## MATERIALS PROVIDED
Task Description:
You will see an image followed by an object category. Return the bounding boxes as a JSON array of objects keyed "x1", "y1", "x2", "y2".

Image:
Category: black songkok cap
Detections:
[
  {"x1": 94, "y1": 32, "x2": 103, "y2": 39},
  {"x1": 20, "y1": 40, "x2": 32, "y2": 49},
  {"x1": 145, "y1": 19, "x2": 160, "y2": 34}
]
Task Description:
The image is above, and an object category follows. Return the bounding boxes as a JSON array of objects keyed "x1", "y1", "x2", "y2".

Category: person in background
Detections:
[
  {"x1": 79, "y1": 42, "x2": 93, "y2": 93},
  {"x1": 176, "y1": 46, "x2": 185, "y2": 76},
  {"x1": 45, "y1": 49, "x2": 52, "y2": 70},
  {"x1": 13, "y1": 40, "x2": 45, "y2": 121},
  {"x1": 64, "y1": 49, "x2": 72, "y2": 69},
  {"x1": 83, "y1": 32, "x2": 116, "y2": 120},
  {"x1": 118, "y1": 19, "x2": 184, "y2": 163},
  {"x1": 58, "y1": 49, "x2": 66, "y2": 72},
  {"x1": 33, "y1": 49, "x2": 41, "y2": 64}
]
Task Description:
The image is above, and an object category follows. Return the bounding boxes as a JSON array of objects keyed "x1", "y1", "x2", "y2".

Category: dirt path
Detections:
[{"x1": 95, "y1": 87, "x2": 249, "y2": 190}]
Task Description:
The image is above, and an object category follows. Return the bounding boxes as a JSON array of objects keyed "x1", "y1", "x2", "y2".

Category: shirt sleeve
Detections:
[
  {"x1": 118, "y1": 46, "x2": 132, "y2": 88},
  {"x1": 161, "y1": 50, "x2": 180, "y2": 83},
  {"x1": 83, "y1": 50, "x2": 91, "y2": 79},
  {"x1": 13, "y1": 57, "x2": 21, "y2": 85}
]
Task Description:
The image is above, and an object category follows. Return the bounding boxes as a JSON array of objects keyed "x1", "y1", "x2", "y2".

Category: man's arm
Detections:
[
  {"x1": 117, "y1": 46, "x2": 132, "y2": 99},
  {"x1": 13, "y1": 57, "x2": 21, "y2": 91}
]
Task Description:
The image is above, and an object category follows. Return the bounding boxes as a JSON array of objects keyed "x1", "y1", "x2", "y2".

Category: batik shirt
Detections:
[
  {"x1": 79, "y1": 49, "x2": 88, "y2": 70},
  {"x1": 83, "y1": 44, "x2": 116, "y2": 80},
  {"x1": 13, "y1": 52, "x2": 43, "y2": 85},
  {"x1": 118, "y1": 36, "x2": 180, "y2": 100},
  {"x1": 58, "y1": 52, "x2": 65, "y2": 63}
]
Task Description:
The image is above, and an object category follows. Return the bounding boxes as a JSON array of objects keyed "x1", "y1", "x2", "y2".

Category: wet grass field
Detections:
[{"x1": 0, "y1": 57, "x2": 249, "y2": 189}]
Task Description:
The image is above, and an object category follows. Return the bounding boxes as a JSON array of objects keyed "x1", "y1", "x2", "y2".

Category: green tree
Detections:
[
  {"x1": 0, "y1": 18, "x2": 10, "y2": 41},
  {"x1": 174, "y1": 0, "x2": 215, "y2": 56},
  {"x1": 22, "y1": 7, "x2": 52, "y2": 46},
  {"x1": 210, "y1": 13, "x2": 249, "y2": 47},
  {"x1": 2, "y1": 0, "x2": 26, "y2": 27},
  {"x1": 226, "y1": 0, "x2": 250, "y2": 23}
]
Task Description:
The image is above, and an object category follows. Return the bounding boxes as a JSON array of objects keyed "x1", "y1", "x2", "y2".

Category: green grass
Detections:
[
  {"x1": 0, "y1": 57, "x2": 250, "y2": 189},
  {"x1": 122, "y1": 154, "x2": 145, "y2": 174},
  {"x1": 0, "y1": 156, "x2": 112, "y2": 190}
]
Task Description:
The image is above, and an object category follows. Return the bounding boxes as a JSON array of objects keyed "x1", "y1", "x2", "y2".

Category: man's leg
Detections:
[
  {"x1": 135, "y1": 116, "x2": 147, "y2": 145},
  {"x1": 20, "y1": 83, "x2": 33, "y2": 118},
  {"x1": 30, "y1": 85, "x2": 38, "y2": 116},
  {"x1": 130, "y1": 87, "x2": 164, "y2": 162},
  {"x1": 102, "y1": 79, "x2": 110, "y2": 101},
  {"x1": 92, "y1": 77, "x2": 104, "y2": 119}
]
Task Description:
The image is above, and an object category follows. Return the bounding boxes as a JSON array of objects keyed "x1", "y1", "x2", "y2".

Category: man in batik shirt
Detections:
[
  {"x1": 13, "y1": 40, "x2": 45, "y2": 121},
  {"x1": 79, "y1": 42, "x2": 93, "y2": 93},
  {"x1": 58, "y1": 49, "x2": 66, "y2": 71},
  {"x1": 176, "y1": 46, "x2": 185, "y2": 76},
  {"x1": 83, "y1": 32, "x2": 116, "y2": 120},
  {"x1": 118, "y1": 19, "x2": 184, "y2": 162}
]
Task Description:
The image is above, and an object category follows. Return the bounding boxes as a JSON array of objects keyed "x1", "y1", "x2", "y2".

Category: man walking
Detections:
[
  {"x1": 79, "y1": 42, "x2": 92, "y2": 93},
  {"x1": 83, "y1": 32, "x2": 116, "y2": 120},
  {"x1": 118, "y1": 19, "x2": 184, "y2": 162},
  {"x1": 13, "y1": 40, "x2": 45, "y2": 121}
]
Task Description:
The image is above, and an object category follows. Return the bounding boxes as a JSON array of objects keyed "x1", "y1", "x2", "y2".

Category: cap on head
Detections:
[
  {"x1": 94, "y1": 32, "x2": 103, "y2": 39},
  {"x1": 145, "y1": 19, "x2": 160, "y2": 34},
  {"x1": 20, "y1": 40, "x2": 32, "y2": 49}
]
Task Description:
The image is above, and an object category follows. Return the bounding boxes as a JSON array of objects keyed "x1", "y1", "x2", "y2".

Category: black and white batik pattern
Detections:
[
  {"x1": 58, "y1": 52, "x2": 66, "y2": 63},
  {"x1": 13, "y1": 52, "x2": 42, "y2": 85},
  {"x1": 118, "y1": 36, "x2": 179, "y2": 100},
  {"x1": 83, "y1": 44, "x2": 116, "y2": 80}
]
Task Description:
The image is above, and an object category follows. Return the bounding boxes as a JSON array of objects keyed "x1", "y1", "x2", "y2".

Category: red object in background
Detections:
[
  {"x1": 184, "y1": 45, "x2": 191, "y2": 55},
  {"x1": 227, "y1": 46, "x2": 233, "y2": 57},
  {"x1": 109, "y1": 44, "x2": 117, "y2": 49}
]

## THE PROBLEM
Word for word, return the entire listing above.

## WRITTEN REPLY
Task Description:
You will see an image followed by an object category. Return the bounding boxes as a JSON array of objects keyed "x1", "y1", "x2", "y2".

Image:
Category: black songkok cap
Detections:
[
  {"x1": 94, "y1": 32, "x2": 103, "y2": 39},
  {"x1": 20, "y1": 40, "x2": 32, "y2": 49},
  {"x1": 145, "y1": 19, "x2": 160, "y2": 34}
]
Task Description:
The image is above, and an object category follows. Return the bounding boxes as a JSON array of objects keyed "x1", "y1", "x2", "y2".

Category: person in background
Detections:
[
  {"x1": 79, "y1": 42, "x2": 93, "y2": 93},
  {"x1": 176, "y1": 46, "x2": 185, "y2": 76},
  {"x1": 45, "y1": 49, "x2": 52, "y2": 70},
  {"x1": 13, "y1": 40, "x2": 45, "y2": 121},
  {"x1": 64, "y1": 49, "x2": 72, "y2": 69},
  {"x1": 83, "y1": 32, "x2": 116, "y2": 120},
  {"x1": 118, "y1": 19, "x2": 184, "y2": 163},
  {"x1": 58, "y1": 49, "x2": 66, "y2": 72},
  {"x1": 33, "y1": 49, "x2": 41, "y2": 64}
]
Task Description:
The image is above, and an object category follows. Return the bounding boxes as a JSON array of objects keyed "x1", "y1", "x2", "y2".

Category: dirt path
Detections:
[{"x1": 95, "y1": 87, "x2": 249, "y2": 190}]
Task Description:
The image is above, and an object category follows. Return the bounding boxes as a JSON array of objects keyed "x1", "y1", "x2", "y2".

Category: shirt sleeve
Detections:
[
  {"x1": 118, "y1": 46, "x2": 132, "y2": 88},
  {"x1": 161, "y1": 50, "x2": 180, "y2": 83},
  {"x1": 83, "y1": 50, "x2": 91, "y2": 79},
  {"x1": 13, "y1": 57, "x2": 21, "y2": 85}
]
Task Description:
The image is above, and an object category follows. Return the bounding boxes as a JSON array of objects keyed "x1", "y1", "x2", "y2".

Category: man's arm
Detections:
[
  {"x1": 117, "y1": 46, "x2": 132, "y2": 99},
  {"x1": 13, "y1": 57, "x2": 21, "y2": 91}
]
Task Description:
The image is above, and an object category follows. Return the bounding boxes as a JSON array of objects keyed "x1", "y1", "x2", "y2".

Category: batik shirt
Detections:
[
  {"x1": 79, "y1": 49, "x2": 88, "y2": 70},
  {"x1": 83, "y1": 44, "x2": 116, "y2": 80},
  {"x1": 13, "y1": 52, "x2": 43, "y2": 85},
  {"x1": 118, "y1": 36, "x2": 180, "y2": 100},
  {"x1": 58, "y1": 52, "x2": 65, "y2": 63}
]
Task Description:
The image is above, and an object category follows. Return the bounding boxes as a JSON array of objects keyed "x1", "y1", "x2", "y2".

Category: wet grass field
Detections:
[{"x1": 0, "y1": 57, "x2": 249, "y2": 189}]
Task Description:
The image is above, and an object category follows. Return the bounding boxes as a JSON array of objects keyed "x1", "y1", "x2", "y2".

Category: green tree
Detections:
[
  {"x1": 0, "y1": 18, "x2": 10, "y2": 41},
  {"x1": 174, "y1": 0, "x2": 215, "y2": 56},
  {"x1": 22, "y1": 7, "x2": 52, "y2": 46},
  {"x1": 210, "y1": 13, "x2": 249, "y2": 47},
  {"x1": 2, "y1": 0, "x2": 26, "y2": 27},
  {"x1": 226, "y1": 0, "x2": 250, "y2": 23}
]
Task Description:
The image is above, and an object category follows. Return the bounding boxes as a JSON array of objects keyed "x1", "y1", "x2", "y2".

Category: green grass
Detections:
[
  {"x1": 0, "y1": 57, "x2": 250, "y2": 189},
  {"x1": 122, "y1": 154, "x2": 145, "y2": 174},
  {"x1": 0, "y1": 156, "x2": 112, "y2": 190}
]
Task Description:
The image is above, and an object category follows. Return the bounding boxes as a JSON array of objects keyed "x1", "y1", "x2", "y2".

Category: man's leg
Detections:
[
  {"x1": 135, "y1": 116, "x2": 147, "y2": 145},
  {"x1": 20, "y1": 83, "x2": 33, "y2": 118},
  {"x1": 30, "y1": 85, "x2": 38, "y2": 116},
  {"x1": 130, "y1": 87, "x2": 164, "y2": 162},
  {"x1": 102, "y1": 79, "x2": 110, "y2": 101},
  {"x1": 92, "y1": 77, "x2": 104, "y2": 119}
]
Task Description:
The image is above, and an object category follows. Return the bounding boxes as a JSON array of objects keyed "x1", "y1", "x2", "y2".

Category: man in batik shirt
Detections:
[
  {"x1": 13, "y1": 40, "x2": 45, "y2": 121},
  {"x1": 79, "y1": 42, "x2": 93, "y2": 93},
  {"x1": 58, "y1": 49, "x2": 66, "y2": 71},
  {"x1": 176, "y1": 46, "x2": 185, "y2": 76},
  {"x1": 83, "y1": 32, "x2": 116, "y2": 120},
  {"x1": 118, "y1": 19, "x2": 184, "y2": 162}
]
Task Description:
The image is above, and an object category follows. Return the bounding boxes as a JSON array of objects keyed "x1", "y1", "x2", "y2".

Category: man walking
Detections:
[
  {"x1": 79, "y1": 42, "x2": 92, "y2": 93},
  {"x1": 83, "y1": 32, "x2": 116, "y2": 120},
  {"x1": 118, "y1": 19, "x2": 184, "y2": 162},
  {"x1": 13, "y1": 40, "x2": 45, "y2": 121}
]
Task Description:
The image is above, and an object category follows. Return the bounding boxes as a JSON array of objects keyed "x1", "y1", "x2", "y2".

Category: cap on head
Detections:
[
  {"x1": 94, "y1": 32, "x2": 103, "y2": 39},
  {"x1": 145, "y1": 19, "x2": 160, "y2": 34},
  {"x1": 20, "y1": 40, "x2": 32, "y2": 49}
]
Task Description:
The image is above, and an object category follows. Return the bounding boxes as a JSON array of objects keyed "x1", "y1", "x2", "y2".

Category: black and white batik pattern
Detections:
[
  {"x1": 58, "y1": 52, "x2": 66, "y2": 63},
  {"x1": 13, "y1": 52, "x2": 42, "y2": 85},
  {"x1": 118, "y1": 36, "x2": 179, "y2": 100},
  {"x1": 83, "y1": 44, "x2": 116, "y2": 80}
]
Task Description:
The image is above, and an object category follows. Return the bounding boxes as a JSON array of objects keyed "x1", "y1", "x2", "y2".

Category: red object in background
Detections:
[
  {"x1": 184, "y1": 45, "x2": 191, "y2": 55},
  {"x1": 227, "y1": 46, "x2": 233, "y2": 57},
  {"x1": 109, "y1": 44, "x2": 117, "y2": 49}
]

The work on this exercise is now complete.